**What to do**
Convert every line of the records below into a Markdown table with the columns "Index" and "Content". Number the rows in order and omit any blank lines.

▬▬▬

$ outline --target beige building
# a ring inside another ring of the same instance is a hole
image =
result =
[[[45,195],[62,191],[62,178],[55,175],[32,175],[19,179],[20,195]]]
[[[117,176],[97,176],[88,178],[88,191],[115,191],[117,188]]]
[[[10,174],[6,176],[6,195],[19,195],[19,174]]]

▬▬▬

**Answer to this exercise**
| Index | Content |
|---|---|
| 1 | $ outline --target beige building |
| 2 | # a ring inside another ring of the same instance is a hole |
| 3 | image = |
| 4 | result = |
| 5 | [[[45,195],[62,191],[62,178],[55,175],[32,175],[19,179],[20,195]]] |
| 6 | [[[117,176],[97,176],[88,178],[88,191],[115,191],[117,188]]] |
| 7 | [[[10,174],[6,176],[6,195],[19,195],[19,174]]] |